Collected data
+ + +

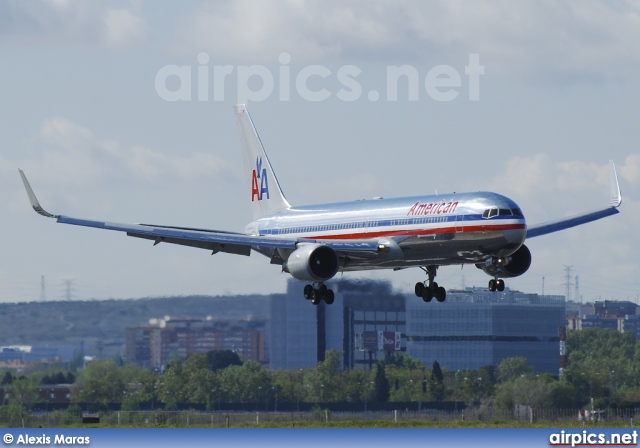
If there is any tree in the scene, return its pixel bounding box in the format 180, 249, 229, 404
498, 356, 533, 383
158, 359, 187, 409
71, 361, 128, 409
218, 361, 272, 403
373, 363, 389, 403
428, 361, 444, 401
9, 377, 38, 409
207, 350, 242, 372
2, 370, 13, 386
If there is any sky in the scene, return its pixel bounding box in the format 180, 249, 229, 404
0, 0, 640, 302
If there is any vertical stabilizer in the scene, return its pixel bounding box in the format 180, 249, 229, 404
236, 104, 291, 219
609, 160, 622, 207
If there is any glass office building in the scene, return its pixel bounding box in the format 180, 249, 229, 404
406, 288, 565, 374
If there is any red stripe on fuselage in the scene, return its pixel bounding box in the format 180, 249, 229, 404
304, 224, 527, 240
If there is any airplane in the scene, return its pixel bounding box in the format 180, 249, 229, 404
19, 104, 622, 305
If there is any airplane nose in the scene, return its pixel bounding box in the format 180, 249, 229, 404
504, 229, 527, 246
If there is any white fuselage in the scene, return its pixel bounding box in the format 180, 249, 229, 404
245, 192, 526, 271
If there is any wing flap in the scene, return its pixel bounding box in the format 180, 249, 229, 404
527, 160, 622, 239
527, 207, 620, 239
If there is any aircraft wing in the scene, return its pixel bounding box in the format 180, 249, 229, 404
19, 170, 379, 255
527, 160, 622, 239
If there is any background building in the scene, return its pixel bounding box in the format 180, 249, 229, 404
269, 280, 406, 369
407, 288, 565, 374
126, 317, 267, 368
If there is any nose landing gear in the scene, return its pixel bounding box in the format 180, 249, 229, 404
304, 283, 335, 305
489, 278, 504, 292
415, 266, 447, 302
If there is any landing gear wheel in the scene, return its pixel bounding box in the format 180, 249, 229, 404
324, 289, 336, 305
304, 285, 313, 300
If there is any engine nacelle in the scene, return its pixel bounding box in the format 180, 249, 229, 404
282, 244, 340, 282
476, 244, 531, 278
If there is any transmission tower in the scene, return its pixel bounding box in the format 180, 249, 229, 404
563, 264, 573, 301
62, 278, 76, 301
40, 275, 47, 302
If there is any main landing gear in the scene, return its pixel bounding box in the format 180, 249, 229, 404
489, 278, 504, 292
304, 283, 335, 305
415, 266, 447, 302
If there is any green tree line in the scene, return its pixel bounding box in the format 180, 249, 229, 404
0, 329, 640, 410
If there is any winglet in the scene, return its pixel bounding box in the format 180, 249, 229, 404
18, 169, 58, 218
609, 160, 622, 207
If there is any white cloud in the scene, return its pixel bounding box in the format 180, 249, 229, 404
33, 117, 227, 185
175, 0, 640, 79
103, 9, 146, 47
0, 0, 148, 48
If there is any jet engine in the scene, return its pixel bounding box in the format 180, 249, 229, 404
282, 244, 340, 282
476, 244, 531, 278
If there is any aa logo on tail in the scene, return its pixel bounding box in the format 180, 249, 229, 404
251, 156, 269, 202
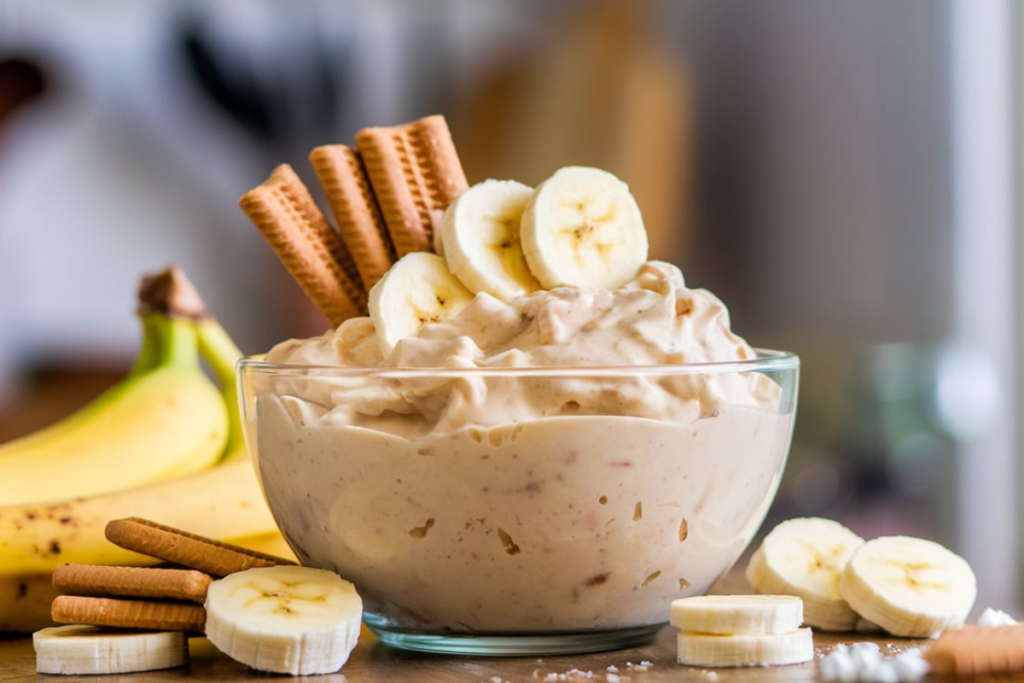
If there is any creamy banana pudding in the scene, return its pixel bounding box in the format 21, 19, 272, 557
242, 162, 798, 652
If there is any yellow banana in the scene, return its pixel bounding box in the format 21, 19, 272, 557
0, 453, 291, 632
0, 269, 228, 505
0, 270, 294, 632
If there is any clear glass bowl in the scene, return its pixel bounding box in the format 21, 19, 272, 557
240, 350, 800, 654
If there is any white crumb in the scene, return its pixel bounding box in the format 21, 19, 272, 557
818, 643, 929, 683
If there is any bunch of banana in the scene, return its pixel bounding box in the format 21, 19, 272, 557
0, 268, 291, 632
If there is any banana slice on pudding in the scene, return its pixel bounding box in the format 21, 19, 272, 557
369, 252, 473, 355
520, 166, 648, 289
439, 180, 541, 303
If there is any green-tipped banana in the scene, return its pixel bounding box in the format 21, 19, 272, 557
196, 317, 248, 460
0, 268, 228, 505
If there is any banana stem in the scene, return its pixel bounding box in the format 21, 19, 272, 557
152, 313, 199, 368
196, 318, 245, 454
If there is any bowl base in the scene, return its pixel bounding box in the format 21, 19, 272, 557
364, 613, 665, 656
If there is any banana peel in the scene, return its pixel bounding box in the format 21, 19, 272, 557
0, 266, 295, 633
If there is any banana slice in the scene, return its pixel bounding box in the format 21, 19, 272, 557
746, 517, 873, 631
676, 629, 814, 667
32, 625, 188, 676
840, 536, 978, 638
669, 595, 804, 635
524, 166, 647, 289
435, 180, 541, 303
369, 252, 473, 355
206, 565, 362, 676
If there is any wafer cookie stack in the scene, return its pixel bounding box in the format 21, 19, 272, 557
240, 116, 467, 326
51, 517, 293, 633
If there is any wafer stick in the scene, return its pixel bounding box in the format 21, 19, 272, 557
50, 595, 206, 633
105, 517, 294, 577
239, 164, 367, 326
355, 116, 467, 258
309, 144, 394, 292
925, 623, 1024, 676
53, 564, 213, 604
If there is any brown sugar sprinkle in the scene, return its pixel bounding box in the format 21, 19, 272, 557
498, 528, 519, 555
409, 517, 434, 541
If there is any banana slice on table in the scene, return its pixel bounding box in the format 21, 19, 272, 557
206, 565, 362, 676
369, 252, 473, 355
676, 629, 814, 667
32, 626, 188, 676
840, 536, 978, 638
435, 180, 541, 303
520, 166, 648, 289
746, 517, 873, 631
669, 595, 804, 635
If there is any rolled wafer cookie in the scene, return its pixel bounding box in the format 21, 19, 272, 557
239, 164, 367, 326
925, 623, 1024, 676
105, 517, 294, 577
53, 564, 213, 604
309, 144, 394, 292
355, 116, 468, 258
50, 595, 206, 633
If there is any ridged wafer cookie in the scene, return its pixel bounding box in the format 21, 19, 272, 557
309, 144, 394, 292
105, 517, 294, 577
53, 564, 213, 604
355, 116, 468, 258
925, 623, 1024, 676
239, 164, 367, 326
50, 595, 206, 633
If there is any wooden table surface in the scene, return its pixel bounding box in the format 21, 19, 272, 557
0, 627, 937, 683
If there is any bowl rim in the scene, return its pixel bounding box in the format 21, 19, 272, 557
238, 347, 800, 379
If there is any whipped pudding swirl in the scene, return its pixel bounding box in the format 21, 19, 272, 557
267, 261, 779, 437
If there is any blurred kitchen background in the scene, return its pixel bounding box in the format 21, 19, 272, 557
0, 0, 1024, 616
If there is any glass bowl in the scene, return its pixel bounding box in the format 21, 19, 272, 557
239, 350, 800, 654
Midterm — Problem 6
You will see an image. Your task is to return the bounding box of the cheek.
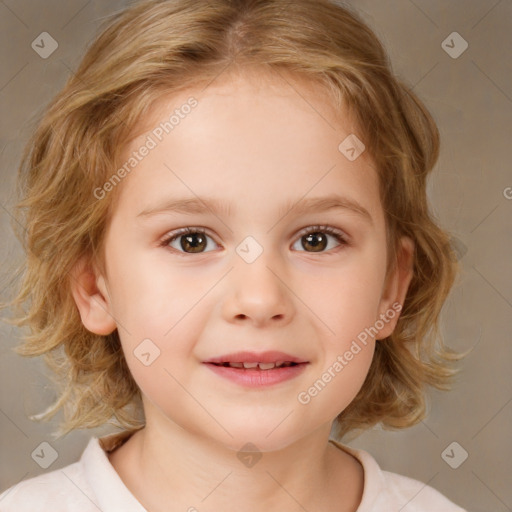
[298,259,384,346]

+ + +

## [TASK TO CARRY OUT]
Could you extract every line of the listing above, word for word, and leave out the pictures?

## [SOLUTION BELOW]
If there is any tree in the scene, return its pixel bounding box in the format 180, 249, 229, 404
498, 356, 533, 383
158, 359, 187, 409
71, 361, 128, 409
218, 361, 272, 403
373, 363, 389, 403
428, 361, 444, 401
9, 377, 38, 409
207, 350, 242, 372
2, 370, 13, 386
If there is any sky in the scene, return its pixel bounding box in the format 180, 249, 229, 404
0, 0, 640, 302
If there is any vertical stabilizer in the scene, return its pixel bounding box in the format 180, 249, 229, 404
236, 104, 291, 219
609, 160, 622, 207
If there is any glass office building in the scene, return its pixel bounding box in the format 180, 249, 229, 404
406, 288, 565, 374
If there is any red stripe on fuselage in the scene, return its pixel bounding box in the format 180, 249, 229, 404
304, 224, 527, 240
If there is any airplane in the scene, return its pixel bounding box in the format 180, 249, 229, 404
19, 104, 622, 305
If there is any airplane nose in the scene, return its pixel bounding box in the format 180, 249, 229, 404
504, 229, 527, 246
If there is any white fuselage in the scene, return its pixel bounding box in the format 180, 249, 229, 404
245, 192, 526, 271
If there is any wing flap in the scene, return its pixel bounding box in the format 180, 249, 229, 404
527, 160, 622, 239
527, 207, 620, 239
If there is any aircraft wing in the scene, return its pixel bounding box in the format 180, 249, 229, 404
19, 170, 379, 255
527, 160, 622, 239
If there is any background building in the scene, return its pixel bounding box in the format 180, 249, 229, 404
269, 280, 406, 369
407, 288, 565, 374
126, 317, 267, 368
If there is any nose landing gear in the scene, return its pixel bounding box in the format 180, 249, 229, 404
304, 283, 335, 305
489, 278, 504, 292
415, 266, 447, 302
If there is any landing gear wheel in the scene, return its pixel bounding box in the format 180, 249, 229, 404
324, 289, 336, 305
304, 285, 313, 300
If there is any engine nacelle in the scene, return its pixel bounding box in the format 180, 249, 229, 404
282, 244, 340, 282
476, 244, 531, 278
If there is any transmission tower in the scene, return its pixel bounding box in the format 180, 249, 229, 404
563, 264, 573, 301
62, 278, 76, 301
40, 275, 47, 302
If there is any main landing gear in the scene, return its pixel bounding box in the format 180, 249, 229, 404
489, 278, 504, 292
304, 283, 335, 305
415, 266, 447, 302
If there is any green tree line in the scene, return its pixel bounding box in the format 180, 249, 229, 404
0, 329, 640, 410
If there is any winglet in the scene, return its pixel bounding box in the format 180, 249, 229, 404
18, 169, 58, 218
609, 160, 622, 207
If there is any white cloud in the scene, return its pixel bounding box in the format 180, 249, 229, 404
33, 117, 227, 185
175, 0, 640, 79
103, 9, 146, 47
0, 0, 148, 48
If there is any jet engine in the scene, return its pixel bounding box in the format 180, 249, 229, 404
282, 244, 340, 282
476, 244, 531, 278
If there is any aa logo on tail in the scene, return its pixel bounding box in the format 180, 249, 229, 404
251, 156, 269, 202
If there is any creamy banana pudding in the scene, return its pixel bounding box in the format 21, 19, 272, 557
242, 162, 798, 652
If there is any yellow banana in the scene, return its pixel bounding box in the format 21, 19, 272, 557
0, 453, 291, 632
0, 269, 228, 505
0, 270, 294, 632
If there is any clear glass bowl in the scene, return its pixel bounding box in the format 21, 19, 272, 557
240, 350, 800, 654
If there is any white crumb in the scene, return its pixel bounding box in the format 21, 19, 272, 557
818, 643, 929, 683
If there is any bunch of banana in the scene, return its pixel bounding box in the format 21, 19, 272, 557
0, 268, 291, 632
If there is any banana slice on pudding in the scene, return its pixel bounding box in the format 21, 19, 272, 557
369, 252, 473, 355
520, 166, 648, 289
439, 180, 541, 303
If there is any green-tipped banana in the scene, return its pixel bounding box in the format 21, 19, 272, 557
196, 317, 248, 460
0, 268, 228, 505
If there is any banana stem in the scene, return its pixel bounding box in the format 21, 19, 272, 557
152, 313, 199, 368
196, 318, 245, 454
If there is any bowl base in the scene, return its pixel bounding box in the format 21, 19, 272, 557
364, 613, 665, 656
If there is any banana peel in the scene, return its pixel bounding box in the format 21, 19, 272, 557
0, 266, 295, 633
If there is any banana slice in the scene, return its pixel bounding box in the format 21, 19, 272, 557
746, 517, 873, 631
676, 629, 814, 667
32, 625, 188, 676
840, 536, 978, 638
669, 595, 804, 635
524, 166, 647, 289
435, 180, 541, 303
369, 252, 473, 355
206, 565, 362, 676
If there is any wafer cookie stack in the scene, return its pixel bounding box in the format 21, 19, 272, 557
240, 116, 467, 326
51, 517, 293, 633
If there is any wafer stick in the scene, return its pixel bounding box in the format 21, 19, 272, 557
50, 595, 206, 633
105, 517, 294, 577
239, 164, 367, 326
355, 116, 467, 258
309, 144, 394, 292
925, 623, 1024, 676
53, 564, 213, 604
If there is any brown sugar sprinkle in the scene, return its pixel bounding box in the format 21, 19, 272, 557
498, 528, 519, 555
409, 517, 434, 541
If there is any banana slice on table in the scene, return its pixel bounding box in the format 21, 19, 272, 557
206, 565, 362, 676
369, 252, 473, 355
676, 629, 814, 667
32, 626, 188, 676
840, 536, 978, 638
435, 180, 541, 303
520, 166, 648, 289
746, 517, 873, 631
669, 595, 804, 635
If there is any rolled wafer cookie in the scene, return its pixel bounding box in the format 21, 19, 272, 557
239, 164, 367, 326
925, 623, 1024, 676
105, 517, 294, 577
53, 564, 213, 604
309, 144, 394, 292
355, 116, 468, 258
50, 595, 206, 633
If there is any ridged wafer cookie in the scene, return its pixel bounding box in the format 21, 19, 272, 557
309, 144, 394, 292
105, 517, 294, 577
53, 564, 213, 604
355, 116, 468, 258
925, 623, 1024, 676
239, 164, 367, 326
50, 595, 206, 633
If there is any wooden table surface in the scene, return its pixel bounding box in the format 21, 19, 272, 557
0, 627, 937, 683
If there is any bowl rim in the scene, return its pixel bounding box in the format 21, 19, 272, 557
238, 347, 800, 379
If there is any whipped pudding swirl in the scene, return its pixel bounding box in the format 21, 19, 272, 557
267, 261, 779, 437
If there is any blurred kitchen background in the scene, return its pixel bounding box in the format 21, 19, 272, 557
0, 0, 1024, 616
If there is any glass bowl in the scene, return its pixel bounding box in the format 21, 19, 272, 557
239, 350, 800, 654
Midterm — Problem 6
You will see an image. Your task is to return the bounding box of the cheek.
[298,259,384,346]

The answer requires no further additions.